Rewrite all of the records below, substituting "store shelf audit" for every "retail shelf review" and leaving everything else unchanged. Omit the pictures from your answer.

(Dataset records)

^^^^^^^^

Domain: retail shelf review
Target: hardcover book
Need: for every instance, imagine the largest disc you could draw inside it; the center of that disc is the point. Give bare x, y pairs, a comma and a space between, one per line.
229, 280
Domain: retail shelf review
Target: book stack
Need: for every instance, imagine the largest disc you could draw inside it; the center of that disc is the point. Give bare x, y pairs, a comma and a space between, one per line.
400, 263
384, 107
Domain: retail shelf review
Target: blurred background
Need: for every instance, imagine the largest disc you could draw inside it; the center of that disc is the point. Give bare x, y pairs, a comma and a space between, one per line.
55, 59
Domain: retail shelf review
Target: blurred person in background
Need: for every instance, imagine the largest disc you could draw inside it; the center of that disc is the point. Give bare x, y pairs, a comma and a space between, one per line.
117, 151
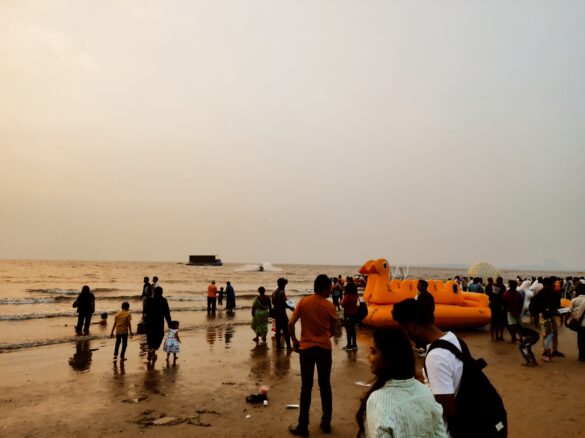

^^^^^^^^

▶ [SOLUTION TO THIS TASK]
Domain: store shelf audit
Target: hardcover book
Need: for every instance, imagine the largest disc you could draw inside it; the center of that disc is the point. Give bare x, y pairs, a comma and a space between, one per line.
229, 280
Domain: store shelf audit
Target: book stack
Need: for every instance, imagine the largest disc you could draw inside it; the center of that disc is the point. Give bare x, y pairs, a comma and a space between, one per line.
400, 263
384, 107
Domain: store shelf audit
Target: blurred background
Need: for every instance, imagine the largest disc you could draw inside it; the center of that disc is the point. Give bare x, y pairs, a comma and a space between, one per line.
55, 59
Domain: store shelf audit
Target: blurred person in background
Need: for every instance, imagine the largest disc you could draw inside it; the center of that disc is the point. Give bare x, y pairs, a comma and a space between, one per line.
117, 151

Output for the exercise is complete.